### JOBS
A - Answer each question from the text on Shoghi Effendi's expulsions.
(i) Which government employed Husayn Afnán in a high post?
(ii) On what date did Shoghi Effendi send two cables announcing the expulsion of Túbá and her children?
(iii) In what year did he announce the expulsion of Munib Shahid?
B - Set down word for word the part of the text on Shoghi Effendi's expulsions starting at "All remained quiescent" and ending at "were also expelled.".
C - For each statement, tell whether the text on Shoghi Effendi's expulsions agrees, and quote the words that decide it.
(i) Husayn Afnán agreed to resign his government post.
(ii) The expulsion of Mehrangiz was announced in December 1941.
(iii) A 1953 cable concerned Ruhi Afnan corresponding with Mirza Ahmad Sohrab.

--- START TEXT PASSAGE ---

All remained quiescent until the late 1930s when the case of the House of Bahá'u'lláh (q.v.) arose in Iraq. Shoghi Effendi asked Husayn Afnán (d. 1952), the son of Sayyid `Alí, to resign a high post that he held with the Iraqi government so that he would not be placed in the position of endorsing that government's actions in the case. Husayn refused and was expelled; one-by-one his brothers Faydí, Hasan, and Nayyir (Nayyir-`Alí, d. 1952) were also expelled.

Events then proceeded rapidly. A series of marriages, engineered, according to Shoghi Effendi (MB), by Nayyir, occurred, linking the grandchildren of `Abdu'l-Bahá with the expelled sons of Sayyid `Alí Afnán.

These marriages caused Ruhangiz, Mehrangiz, and Thurayyá to be declared Covenant-breakers by Shoghi Effendi, though there was some delay and concealment initially in order to avoid public degradation of the family. On 2 November 1941 Shoghi Effendi sent two cables announcing the expulsion of Túbá and her children Ruhi, Suhayl, and Fu'ad for consenting to the marriage of Thurayyá to Faydi. There was also mention that Ruhi's visit to America and Fu'ad's visit to England were without approval. In December 1941 he announced the expulsion of his sister Mehrangiz.

===Expulsions===

In 1944 Shoghi Effendi announced the expulsion of Munib Shahid, the grandson of ʻAbdu'l-Bahá's through Ruha, for marrying into the family of an enemy of the Baháʼís. In April 1945, he announced the expulsion of Husayn Ali, his brother, for joining the other Covenant-breakers. In 1950 Shoghi Effendi sent another cable expelling the family of Ruha, another daughter of ʻAbdu'l-Bahá for showing "open defiance", and in December 1951 he announced a "fourth alliance" of members of the family of Siyyid Ali marrying into Ruha's family, and that his brother Riaz was included among the Covenant-breakers.

In 1953 he cabled about Ruhi Afnan corresponding with Mirza Ahmad Sohrab, selling property of Baháʼu'lláh, and publicly "misrepresenting the teachings and deliberately causing confusion in minds of authorities and the local population".

--- END TEXT PASSAGE ---
--- START MATERIAL PROVIDED ---

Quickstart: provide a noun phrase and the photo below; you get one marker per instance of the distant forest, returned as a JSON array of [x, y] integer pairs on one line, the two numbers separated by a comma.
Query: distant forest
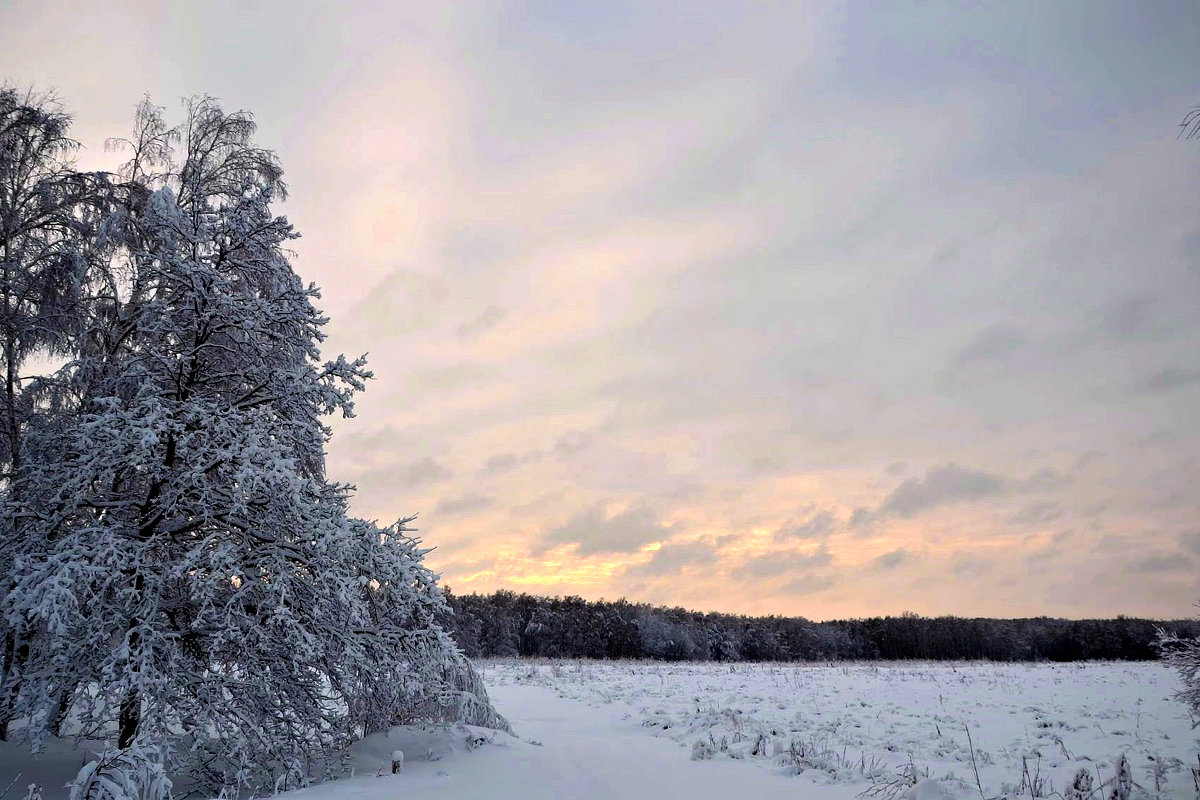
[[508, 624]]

--- END MATERIAL PROVIDED ---

### ANSWERS FOR THE EXERCISE
A -
(i) The Iraqi government
(ii) 2 November 1941
(iii) 1944

B -
All remained quiescent until the late 1930s when the case of the House of Bahá'u'lláh (q.v.) arose in Iraq. Shoghi Effendi asked Husayn Afnán (d. 1952), the son of Sayyid `Alí, to resign a high post that he held with the Iraqi government so that he would not be placed in the position of endorsing that government's actions in the case. Husayn refused and was expelled; one-by-one his brothers Faydí, Hasan, and Nayyir (Nayyir-`Alí, d. 1952) were also expelled.

C -
(i) No: "Husayn refused and was expelled"
(ii) Yes: "In December 1941 he announced the expulsion of his sister Mehrangiz."
(iii) Yes: "In 1953 he cabled about Ruhi Afnan corresponding with Mirza Ahmad Sohrab"